TO DO → Count every line of these entries that holds the word "backdrop", and reply with the number only.

RECORDS TO USE →
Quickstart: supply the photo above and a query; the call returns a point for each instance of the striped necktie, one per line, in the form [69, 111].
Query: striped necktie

...

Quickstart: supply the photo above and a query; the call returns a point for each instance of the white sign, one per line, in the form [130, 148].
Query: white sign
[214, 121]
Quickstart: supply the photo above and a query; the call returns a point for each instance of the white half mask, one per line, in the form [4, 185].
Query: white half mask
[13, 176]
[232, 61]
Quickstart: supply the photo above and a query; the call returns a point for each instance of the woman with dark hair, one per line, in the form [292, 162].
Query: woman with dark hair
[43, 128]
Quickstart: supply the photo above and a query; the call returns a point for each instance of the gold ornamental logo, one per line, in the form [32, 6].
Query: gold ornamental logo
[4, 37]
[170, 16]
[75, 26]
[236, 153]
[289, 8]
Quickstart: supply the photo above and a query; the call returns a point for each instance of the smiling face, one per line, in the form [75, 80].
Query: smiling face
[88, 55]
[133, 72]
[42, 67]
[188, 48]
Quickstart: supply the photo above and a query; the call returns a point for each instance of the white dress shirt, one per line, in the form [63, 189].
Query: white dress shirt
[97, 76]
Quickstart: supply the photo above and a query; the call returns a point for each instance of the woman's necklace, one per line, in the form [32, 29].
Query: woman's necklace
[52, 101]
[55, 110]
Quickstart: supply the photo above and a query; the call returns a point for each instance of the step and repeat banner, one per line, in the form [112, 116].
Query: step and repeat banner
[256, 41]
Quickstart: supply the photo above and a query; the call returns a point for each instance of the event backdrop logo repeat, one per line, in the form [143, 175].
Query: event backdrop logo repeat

* * *

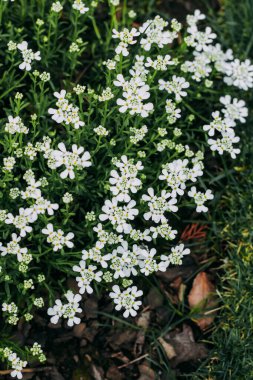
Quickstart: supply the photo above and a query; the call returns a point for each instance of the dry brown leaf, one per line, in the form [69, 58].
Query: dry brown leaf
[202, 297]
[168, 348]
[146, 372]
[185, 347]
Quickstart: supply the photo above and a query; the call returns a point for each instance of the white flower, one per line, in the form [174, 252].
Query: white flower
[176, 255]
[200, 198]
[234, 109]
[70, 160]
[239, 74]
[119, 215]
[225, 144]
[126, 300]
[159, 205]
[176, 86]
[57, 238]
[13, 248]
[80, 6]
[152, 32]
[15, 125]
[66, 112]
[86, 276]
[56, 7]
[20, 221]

OUTPUT OF THE TASK → 2